> _EXTRAIT RETENU_
┌────────

Remarquablement documenté – à partir des archives, des monographies, de la correspondance, des testaments – l’ouvrage est savant, qui ne doit pas rebuter le lecteur curieux, tant sa richesse est incroyable, à travers les communications, ordonnées avec soin. Comme il se doit pour ce type de publication, celles-ci sont reproduites dans leur langue originale, français, italien, espagnol et anglais (un résumé en français des communications figure en fin d’ouvrage). Quatre parties, où sont regroupés avec cohérence les articles : la première nous introduit dans le monde des cardinaux et ses évolutions, les deux suivantes nous conduisent du début du XVIe siècle à la fin du XVIIIe, enfin la quatrième s’intéresse aux médiations et expériences musicales.
Depuis l’accès à la fonction – souvent fort jeunes – jusqu’au fonctionnement de la Curie, nous suivons tel ou tel cardinal, dans ses activités patriciennes, pastorales, familiales, diplomatiques aussi, l’accent étant mis sur leur relation à la musique et aux musiciens. La galerie est riche de personnalités. La très large majorité de prélats sont ultramontains, participant à l’ emprise politique et financière des grandes familles. Les cardinaux non romains se distinguent fréquemment du modèle mélomane de l’Urbs ; ceux des mondes français, germanique et hispanique ne sont pas moins dignes d’intérêt. Leur présence à Rome comme auprès de leurs ouailles, dans le fief familial, liée à leur double appartenance au siècle et à la Curie, est finement analysée. Les portraits sont riches et bien documentés des cardinaux de la Renaissance, de leur mode de vie, avant comme après le concile de Trente, qui va amoindrir leur pouvoir.

└────────

> _EXTRAIT DES DONNÉES_
┌────────

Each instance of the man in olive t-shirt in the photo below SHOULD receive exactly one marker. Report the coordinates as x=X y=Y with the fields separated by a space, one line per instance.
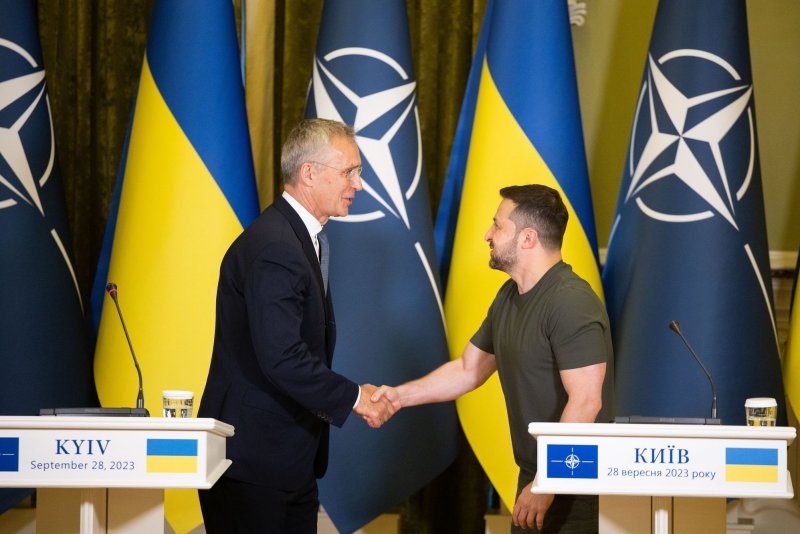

└────────

Prolongez le compte rendu sur les cardinaux et la musique en reprenant après sa dernière phrase. Les lignes ne sont d'aucune utilité pour ce travail.

> _RÉPONSE CI-DESSOUS_
Les cours, les palais cardinalices, les chapelles, centres de création comme de diffusion musicale participent à la magnificence ostentatoire des prélats. La formation des chapelles musicales, leur fonctionnement, la condition des musiciens, l’influence des cardinaux sur l’évolution de leur carrière sont illustrés avec précision.
En dehors des pièces sacrées, messes, motets, oratorios, les formes profanes, villanelles, madrigaux, intermèdes, balli, cantates occupent une très large place. Plusieurs œuvres font l’objet d’une analyse détaillée. Les dernières communications permettent de découvrir la diversité des us et coutumes, des pratiques musicales, mais aussi la circulation de l’innovation à la faveur de l’émulation et des nombreux voyages des interprètes. La France n’est pas en reste, et on retiendra César d’Estrée, ambassadeur de Louis XIV à Rome, dont le rôle musical mérite d’être mieux connu (Alessandro Melani, André Campra). Il n’est pas de communication sans intérêt. On ne les énumérera pas. Mais beaucoup sont à retenir, ainsi celle de Marco Bizzarini, relative au patronage cardinalice et au madrigal romain à l’époque de Marenzio. Ainsi la suivante centrée sur les femmes musiciennes à Rome vers 1600 (Alexandra Ziane), il faudrait en citer davantage.
Comme il se doit pour ce genre de publication, l’appareil critique est riche, et un précieux index de noms facilite les recherches. La postface, que signe Olivier Poncet élargit les perspectives et les questionnements relatifs à la contribution des cardinaux à l’innovation musicale
La lecture de l’ouvrage s’impose bien sûr à tous les interprètes de musique baroque, mais aussi aux passionnés, qui en feront leur miel.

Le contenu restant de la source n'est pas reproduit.